Lula foi condenado por corrupção e lavagem de dinheiro no caso do triplex e está preso desde abril de 2018. O STJ reduziu a pena do ex-presidente de 12 anos e um mês para 8 anos e 10 meses.
O petista ainda é réu em outros dois processos referentes ao imóvel do Instituto Lula e sobre o sítio em Atibaia. Neste último, ele foi condenado em fevereiro a 12 anos e 11 meses de prisão. A condenação ainda será analisada pelo TRF-4.
A Polícia Federal apura, desde 2014, um esquema bilionário de lavagem e desvio de dinheiro envolvendo a Petrobras, grandes empreiteiras e políticos. Entenda a maior investigação sobre corrupção já conduzida no país.
Foto: AFP/Getty Images
O início
A Operação Lava Jato foi deflagrada pela Polícia Federal em 17 de março de 2014. Começou investigando um esquema de desvio de recursos públicos e lavagem de dinheiro e descobriu a existência de uma imensa rede de corrupção envolvendo a Petrobras, grandes empreiteiras do país e políticos. O nome vem de um posto de gasolina em Brasília, um dos alvos da PF no primeiro dia de operação.
Foto: picture-alliance/dpa/M. Brandt
O esquema
Executivos da Petrobras cobravam propina de empreiteiras para, em troca, facilitar as negociações dessas empresas com a estatal. Os contratos eram superfaturados, o que permitia o desvio de verbas dos cofres públicos a lobistas e doleiros, os chamados operadores do esquema. Eles, por sua vez, eram encarregados de lavar o dinheiro e repassá-lo a uma série de políticos e funcionários públicos.
Foto: Reuters/S. Moraes
As figuras-chave
O esquema na Petrobras se concentrava em três diretorias: de abastecimento, então comandada por Paulo Roberto Costa; de serviços, sob direção de Renato Duque; e internacional, cujo diretor era Nestor Cerveró. Cada área tinha seus operadores para distribuir o dinheiro. Um deles era o doleiro Alberto Youssef (foto), que se tornou uma das figuras centrais da trama. Todos os citados foram condenados.
Foto: imago/Fotoarena
As empreiteiras
As grandes construtoras do país formaram uma espécie de cartel: decidiam entre si quem participaria de determinadas licitações da Petrobras e combinavam os preços das obras. Os executivos da estatal, por sua vez, garantiam que apenas o cartel fosse convidado para as licitações. Entre as empresas investigadas estão Odebrecht, Andrade Gutierrez e Camargo Corrêa. Vários executivos foram condenados.
Foto: Reuters/P. Whitaker
Os políticos
O núcleo político era formado por parlamentares de diferentes partidos, responsáveis pela indicação dos diretores da Petrobras que sustentavam a rede de corrupção dentro da estatal. Os políticos envolvidos recebiam propina em porcentagens que variavam de 1% a 5% do valor dos contratos, segundo os investigadores. O dinheiro foi usado, por exemplo, para financiar campanhas eleitorais.
Foto: J. Sorges
De Cunha a Dirceu...

DADOS REGISTRADOS
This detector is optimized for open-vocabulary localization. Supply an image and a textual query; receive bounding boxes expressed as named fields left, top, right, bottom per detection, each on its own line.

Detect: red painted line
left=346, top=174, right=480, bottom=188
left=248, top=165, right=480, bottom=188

TAREFAS
1 – No texto sobre a Operação Lava Jato, liste todas as pessoas citadas pelo nome na seção "As figuras-chave".
2 – Repita, sem alterar nada, o trecho do texto sobre a Operação Lava Jato que vai de "O petista ainda" a "conduzida no país.".
3 – Prossiga com o texto sobre a Operação Lava Jato a partir do ponto em que ele para.
Os dados não são necessários para nenhuma das tarefas.

RESPOSTAS POR TAREFA
1 – Paulo Roberto Costa, Renato Duque, Nestor Cerveró, Alberto Youssef

2 –
O petista ainda é réu em outros dois processos referentes ao imóvel do Instituto Lula e sobre o sítio em Atibaia. Neste último, ele foi condenado em fevereiro a 12 anos e 11 meses de prisão. A condenação ainda será analisada pelo TRF-4.
A Polícia Federal apura, desde 2014, um esquema bilionário de lavagem e desvio de dinheiro envolvendo a Petrobras, grandes empreiteiras e políticos. Entenda a maior investigação sobre corrupção já conduzida no país.

3 –
A investigação só entrou no mundo político em 2015, quando a Lava Jato foi autorizada a apurar mais de 50 nomes, entre deputados, senadores e governadores de vários partidos. Desde então, viraram alvo de investigação políticos como os ex-parlamentares Eduardo Cunha (foto) e Delcídio do Amaral, ambos cassados, os senadores Renan Calheiros, Fernando Collor e o ex-ministro José Dirceu.
Foto: Reuters/A. Machado
... e Lula
O ex-presidente Luiz Inácio Lula da Silva é réu em dez processos relacionados à Lava Jato, sendo acusado pelos crimes de corrupção, lavagem de dinheiro e obstrução da Justiça. As denúncias indicam que Lula teria recebido benefícios das empreiteiras OAS e Odebrecht, envolvendo imóveis no Guarujá e São Bernardo do Campo. Em 2018, ele foi preso e teve uma nova candidatura à Presidência barrada.
Foto: picture-alliance/AP Photo/F. Dana
As prisões
A Lava Jato quebrou tabus no Brasil ao encarcerar altos executivos de empresas e importantes figuras políticas. Entre investigados e aqueles já condenados pela Justiça, estão o executivo Marcelo Odebrecht, ex-presidente da Odebrecht; Eduardo Cunha, ex-presidente da Câmara; Sérgio Cabral, ex-governador do Rio; os ex-ministros José Dirceu (foto) e Antonio Palocci, entre outros.
Foto: picture-alliance/dpa/EPA/H. Alves
As delações
Os acordos de delação premiada são considerados a força-motriz da operação. Depoimentos como o de Marcelo Odebrecht (foto) chegam com potencial para impactar fortemente a investigação. O acordo funciona assim: de um lado, os delatores se comprometem a fornecer provas e contar o que sabem sobre os crimes, além de devolver os bens adquiridos ilegalmente; de outro, a Justiça reduz suas penas.
Foto: Getty Images/AFP/H. Andrey
O juiz
Responsável pela Lava Jato na 1° instância, o ex-juiz federal Sergio Moro logo ganhou notoriedade. Em manifestações, foi ovacionado pelo povo e chegou a ser chamado de "herói nacional". Mas também foi acusado de agir com parcialidade política. Em 2018, deixou o cargo e aceitou ser ministro do presidente Jair Bolsonaro, cuja candidatura foi beneficiada pela prisão de Lula no ano anterior.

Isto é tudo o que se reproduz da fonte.